● Assignment
Reproduce word for word the portion of the Meta layoffs article that begins with the words containing "The threat of" and ends with "committed to it.".

● Text section
*** Block opens ***

Just months after Meta laid off 11,000 employees, there are signs the company could be preparing for another wave of cuts.
The parent company of Facebook and Instagram has reportedly ranked thousands of employees as “subpar” in a recent wave of performance reviews. And that’s raising fears among workers that more belt-tightening is on the way.
Those concerns come after CEO and founder Mark Zuckerberg declared 2023 a “year of efficiency” at the company on an earnings call at the beginning of February. Meta also did away with a bonus metric, the Wall Street Journal reports.
Managers gave about 10% of the company’s workers poor reviews. It is, in some ways, a return to Meta’s pre-pandemic review process, where Zuckerberg was said to be less than gentle with his assessments of workers.
The threat of additional layoffs comes just days after the company delayed finalizing budgets. Zuckerberg, in a Facebook post earlier this month, wrote “We’re working on flattening our org structure and removing some layers of middle management to make decisions faster, as well as deploying AI tools to help our engineers be more productive. As part of this, we’re going to be more proactive about cutting projects that aren’t performing or may no longer be as crucial.”
Seemingly safe from the cuts is Meta’s metaverse division. While Horizon Worlds has failed to engage users, including some who work at the company, and the Reality Labs division was responsible for $13.7 billion in losses last year, Zuckerberg remains committed to it.
Other divisions do not seem to have that protected status.
“We closed last year with some difficult layoffs and restructuring some teams.,” Zuckerberg said in his post. “When we did this, I said clearly that this was the beginning of our focus on efficiency and not the end.”

*** Block closes ***

Region pointing data:

*** Block opens ***

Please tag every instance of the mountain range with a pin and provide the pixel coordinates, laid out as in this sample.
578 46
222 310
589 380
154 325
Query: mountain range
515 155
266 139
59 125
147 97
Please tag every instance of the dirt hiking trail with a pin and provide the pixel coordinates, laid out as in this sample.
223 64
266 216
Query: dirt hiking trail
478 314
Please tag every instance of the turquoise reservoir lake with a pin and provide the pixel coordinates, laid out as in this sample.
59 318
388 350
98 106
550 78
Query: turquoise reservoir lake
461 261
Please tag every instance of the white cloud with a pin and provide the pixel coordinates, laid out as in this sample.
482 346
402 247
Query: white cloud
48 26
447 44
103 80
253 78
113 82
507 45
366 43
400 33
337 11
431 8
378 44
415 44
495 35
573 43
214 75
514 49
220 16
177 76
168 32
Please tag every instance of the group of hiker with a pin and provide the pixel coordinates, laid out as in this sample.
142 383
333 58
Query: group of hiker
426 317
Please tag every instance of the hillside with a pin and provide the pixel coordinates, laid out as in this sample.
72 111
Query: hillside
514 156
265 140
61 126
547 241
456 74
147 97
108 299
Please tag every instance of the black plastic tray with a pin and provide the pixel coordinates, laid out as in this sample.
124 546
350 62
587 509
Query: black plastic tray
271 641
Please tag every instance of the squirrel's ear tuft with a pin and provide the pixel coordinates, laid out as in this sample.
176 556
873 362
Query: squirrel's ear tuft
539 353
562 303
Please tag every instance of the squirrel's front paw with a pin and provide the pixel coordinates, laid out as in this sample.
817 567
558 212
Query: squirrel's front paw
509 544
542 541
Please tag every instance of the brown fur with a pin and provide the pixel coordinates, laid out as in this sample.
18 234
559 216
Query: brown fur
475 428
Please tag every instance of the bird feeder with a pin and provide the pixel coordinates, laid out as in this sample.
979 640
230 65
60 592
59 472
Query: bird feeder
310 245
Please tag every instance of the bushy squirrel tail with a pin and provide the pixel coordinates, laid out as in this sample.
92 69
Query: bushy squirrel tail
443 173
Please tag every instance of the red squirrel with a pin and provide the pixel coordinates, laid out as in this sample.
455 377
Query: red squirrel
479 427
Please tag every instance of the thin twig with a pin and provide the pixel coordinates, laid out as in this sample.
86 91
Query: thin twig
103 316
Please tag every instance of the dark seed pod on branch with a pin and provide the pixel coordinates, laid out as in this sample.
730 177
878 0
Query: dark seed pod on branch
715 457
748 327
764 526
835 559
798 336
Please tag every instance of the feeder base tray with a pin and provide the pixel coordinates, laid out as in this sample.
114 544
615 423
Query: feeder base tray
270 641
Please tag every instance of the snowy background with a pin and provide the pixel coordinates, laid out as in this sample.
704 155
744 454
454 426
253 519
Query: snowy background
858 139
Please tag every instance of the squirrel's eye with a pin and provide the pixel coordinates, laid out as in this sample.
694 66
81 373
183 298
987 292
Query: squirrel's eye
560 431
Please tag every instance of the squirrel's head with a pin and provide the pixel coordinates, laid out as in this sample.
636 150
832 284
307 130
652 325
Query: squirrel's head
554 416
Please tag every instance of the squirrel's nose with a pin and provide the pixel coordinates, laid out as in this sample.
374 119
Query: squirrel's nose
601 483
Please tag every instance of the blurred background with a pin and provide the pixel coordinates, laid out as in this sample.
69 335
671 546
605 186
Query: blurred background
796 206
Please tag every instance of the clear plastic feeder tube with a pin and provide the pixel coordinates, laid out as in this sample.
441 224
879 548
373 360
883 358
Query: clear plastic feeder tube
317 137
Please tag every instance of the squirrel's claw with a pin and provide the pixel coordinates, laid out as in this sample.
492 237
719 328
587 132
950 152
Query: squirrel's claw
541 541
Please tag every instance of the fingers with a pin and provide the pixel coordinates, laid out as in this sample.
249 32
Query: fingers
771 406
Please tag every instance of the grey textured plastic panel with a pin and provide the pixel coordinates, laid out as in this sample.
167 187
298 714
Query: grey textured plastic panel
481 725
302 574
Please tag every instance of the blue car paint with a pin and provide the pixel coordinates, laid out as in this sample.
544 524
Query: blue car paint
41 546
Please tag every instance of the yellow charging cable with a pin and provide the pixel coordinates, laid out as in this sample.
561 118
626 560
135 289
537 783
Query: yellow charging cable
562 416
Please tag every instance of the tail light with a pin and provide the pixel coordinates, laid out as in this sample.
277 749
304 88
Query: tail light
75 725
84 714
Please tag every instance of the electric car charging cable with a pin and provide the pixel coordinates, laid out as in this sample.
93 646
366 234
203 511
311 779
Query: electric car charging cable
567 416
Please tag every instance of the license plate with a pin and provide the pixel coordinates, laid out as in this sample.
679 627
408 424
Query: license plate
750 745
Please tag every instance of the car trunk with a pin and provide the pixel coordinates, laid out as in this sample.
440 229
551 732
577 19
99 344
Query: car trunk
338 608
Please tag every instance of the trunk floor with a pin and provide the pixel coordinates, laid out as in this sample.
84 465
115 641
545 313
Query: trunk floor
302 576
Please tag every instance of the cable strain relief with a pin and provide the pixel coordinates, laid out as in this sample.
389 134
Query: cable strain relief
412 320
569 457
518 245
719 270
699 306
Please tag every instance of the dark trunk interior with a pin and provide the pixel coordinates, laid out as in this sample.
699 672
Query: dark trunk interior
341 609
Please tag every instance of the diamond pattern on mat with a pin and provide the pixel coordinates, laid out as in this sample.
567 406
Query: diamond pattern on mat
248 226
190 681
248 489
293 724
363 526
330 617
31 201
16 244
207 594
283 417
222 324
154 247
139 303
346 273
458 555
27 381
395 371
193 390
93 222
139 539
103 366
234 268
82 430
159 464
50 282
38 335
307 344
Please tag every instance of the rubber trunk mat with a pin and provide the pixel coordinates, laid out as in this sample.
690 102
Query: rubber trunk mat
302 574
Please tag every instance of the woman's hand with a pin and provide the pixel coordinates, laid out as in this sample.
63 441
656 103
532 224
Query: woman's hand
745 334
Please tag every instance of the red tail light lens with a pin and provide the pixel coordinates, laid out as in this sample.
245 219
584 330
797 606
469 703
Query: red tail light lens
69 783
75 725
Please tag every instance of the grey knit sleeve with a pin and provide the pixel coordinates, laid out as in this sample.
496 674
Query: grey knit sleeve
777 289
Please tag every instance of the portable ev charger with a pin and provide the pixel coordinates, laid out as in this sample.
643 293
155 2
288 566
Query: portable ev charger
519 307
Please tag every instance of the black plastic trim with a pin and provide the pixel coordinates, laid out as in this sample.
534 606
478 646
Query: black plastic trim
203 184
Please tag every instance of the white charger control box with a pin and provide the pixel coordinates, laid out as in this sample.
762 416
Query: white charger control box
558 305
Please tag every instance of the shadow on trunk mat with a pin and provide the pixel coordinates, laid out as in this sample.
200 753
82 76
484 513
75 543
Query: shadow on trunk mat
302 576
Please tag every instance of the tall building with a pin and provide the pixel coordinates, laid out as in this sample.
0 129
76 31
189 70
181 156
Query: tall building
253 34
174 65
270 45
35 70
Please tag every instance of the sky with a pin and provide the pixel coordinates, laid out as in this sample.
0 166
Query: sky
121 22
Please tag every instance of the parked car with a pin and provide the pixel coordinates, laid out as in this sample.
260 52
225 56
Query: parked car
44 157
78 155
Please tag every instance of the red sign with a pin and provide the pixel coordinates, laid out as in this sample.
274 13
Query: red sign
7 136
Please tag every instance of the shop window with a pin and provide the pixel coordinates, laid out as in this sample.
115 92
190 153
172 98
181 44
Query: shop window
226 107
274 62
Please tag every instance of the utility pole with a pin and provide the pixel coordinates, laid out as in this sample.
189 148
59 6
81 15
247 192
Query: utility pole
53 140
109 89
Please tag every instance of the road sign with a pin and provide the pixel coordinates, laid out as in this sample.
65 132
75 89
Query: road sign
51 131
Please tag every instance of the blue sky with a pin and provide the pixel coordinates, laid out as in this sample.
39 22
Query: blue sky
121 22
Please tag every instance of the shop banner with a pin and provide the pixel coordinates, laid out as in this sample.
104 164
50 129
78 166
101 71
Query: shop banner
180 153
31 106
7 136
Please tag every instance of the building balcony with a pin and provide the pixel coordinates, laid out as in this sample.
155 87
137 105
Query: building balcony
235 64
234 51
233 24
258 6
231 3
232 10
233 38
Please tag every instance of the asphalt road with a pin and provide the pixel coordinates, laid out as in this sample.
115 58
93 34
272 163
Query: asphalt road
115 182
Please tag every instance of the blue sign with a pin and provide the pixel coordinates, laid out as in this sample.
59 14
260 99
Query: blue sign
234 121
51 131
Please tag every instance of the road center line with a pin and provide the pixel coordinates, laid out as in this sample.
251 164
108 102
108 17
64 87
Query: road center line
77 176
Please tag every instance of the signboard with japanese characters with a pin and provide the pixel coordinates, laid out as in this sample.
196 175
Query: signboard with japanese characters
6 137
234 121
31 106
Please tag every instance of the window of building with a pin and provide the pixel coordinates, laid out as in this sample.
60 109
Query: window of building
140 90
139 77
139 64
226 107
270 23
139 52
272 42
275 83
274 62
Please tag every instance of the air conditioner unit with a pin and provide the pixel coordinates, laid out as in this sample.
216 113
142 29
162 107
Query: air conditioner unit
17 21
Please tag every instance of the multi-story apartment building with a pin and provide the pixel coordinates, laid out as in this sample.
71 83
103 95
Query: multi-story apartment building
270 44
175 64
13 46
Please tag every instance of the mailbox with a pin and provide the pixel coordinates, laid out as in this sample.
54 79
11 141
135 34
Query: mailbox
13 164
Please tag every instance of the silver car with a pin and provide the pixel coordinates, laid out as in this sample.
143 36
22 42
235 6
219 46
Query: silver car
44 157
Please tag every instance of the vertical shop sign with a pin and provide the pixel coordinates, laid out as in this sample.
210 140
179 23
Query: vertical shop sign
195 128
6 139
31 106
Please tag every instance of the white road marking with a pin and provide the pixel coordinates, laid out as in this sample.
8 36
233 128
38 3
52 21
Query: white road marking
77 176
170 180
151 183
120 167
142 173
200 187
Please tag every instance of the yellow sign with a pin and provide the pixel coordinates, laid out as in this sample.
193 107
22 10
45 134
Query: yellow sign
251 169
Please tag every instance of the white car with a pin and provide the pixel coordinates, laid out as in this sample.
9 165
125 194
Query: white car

*** Block closes ***

● Expected output
The threat of additional layoffs comes just days after the company delayed finalizing budgets. Zuckerberg, in a Facebook post earlier this month, wrote “We’re working on flattening our org structure and removing some layers of middle management to make decisions faster, as well as deploying AI tools to help our engineers be more productive. As part of this, we’re going to be more proactive about cutting projects that aren’t performing or may no longer be as crucial.”
Seemingly safe from the cuts is Meta’s metaverse division. While Horizon Worlds has failed to engage users, including some who work at the company, and the Reality Labs division was responsible for $13.7 billion in losses last year, Zuckerberg remains committed to it.